[MATERIAL PROVIDED]
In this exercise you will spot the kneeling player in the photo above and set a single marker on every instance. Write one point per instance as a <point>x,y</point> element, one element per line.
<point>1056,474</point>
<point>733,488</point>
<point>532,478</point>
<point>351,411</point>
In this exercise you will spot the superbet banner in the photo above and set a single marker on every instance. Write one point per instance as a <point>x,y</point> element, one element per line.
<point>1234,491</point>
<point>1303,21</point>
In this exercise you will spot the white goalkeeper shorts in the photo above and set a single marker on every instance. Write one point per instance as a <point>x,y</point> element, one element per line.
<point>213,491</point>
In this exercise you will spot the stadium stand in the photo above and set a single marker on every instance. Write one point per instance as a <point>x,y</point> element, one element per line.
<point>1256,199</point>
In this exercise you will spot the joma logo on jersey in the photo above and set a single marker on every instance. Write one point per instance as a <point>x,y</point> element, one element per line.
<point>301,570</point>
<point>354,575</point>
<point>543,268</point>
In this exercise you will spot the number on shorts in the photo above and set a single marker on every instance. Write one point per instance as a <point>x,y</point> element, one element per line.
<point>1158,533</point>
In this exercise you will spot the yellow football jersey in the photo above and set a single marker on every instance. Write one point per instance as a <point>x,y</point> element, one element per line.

[TASK DESCRIPTION]
Print all of the lines above again, word for word.

[SOLUTION TO THIS EXERCISE]
In this exercise you will spot the kneeling player in the photo above and set a single marker on every instance. Write one point per instance as a <point>x,y</point> element, one element per line.
<point>1056,474</point>
<point>733,488</point>
<point>532,478</point>
<point>351,411</point>
In this exercise you will spot the superbet banner in the photo above and set a single marker on every instance. Write one point per instance as a <point>x,y</point> element, one element per line.
<point>1234,491</point>
<point>1303,21</point>
In this exercise you will spot the white goalkeeper shorts in the photo above and set a single marker on every instance. Write one point per instance as a <point>x,y</point> element, one element per line.
<point>213,491</point>
In this exercise you will spot the stadium stand in the photo above and set a single marker on every instance. Write one point per instance as a <point>x,y</point> element, one element per line.
<point>1256,199</point>
In this exercise you will spot the joma logo on jersey in the photo above and set a single marker on every instance. Write one point per instance as a <point>x,y</point> element, one element per line.
<point>301,570</point>
<point>354,575</point>
<point>543,268</point>
In this exercise you will spot the number on shorts in the photo above and set a single marker on every instance. Write one point per instance as a <point>x,y</point> element, one element per line.
<point>1158,533</point>
In this exercise you will spot the yellow football jersey in the photo above and set a single marker on every instance. Write one point per instance as a <point>x,y</point> element, one element per line.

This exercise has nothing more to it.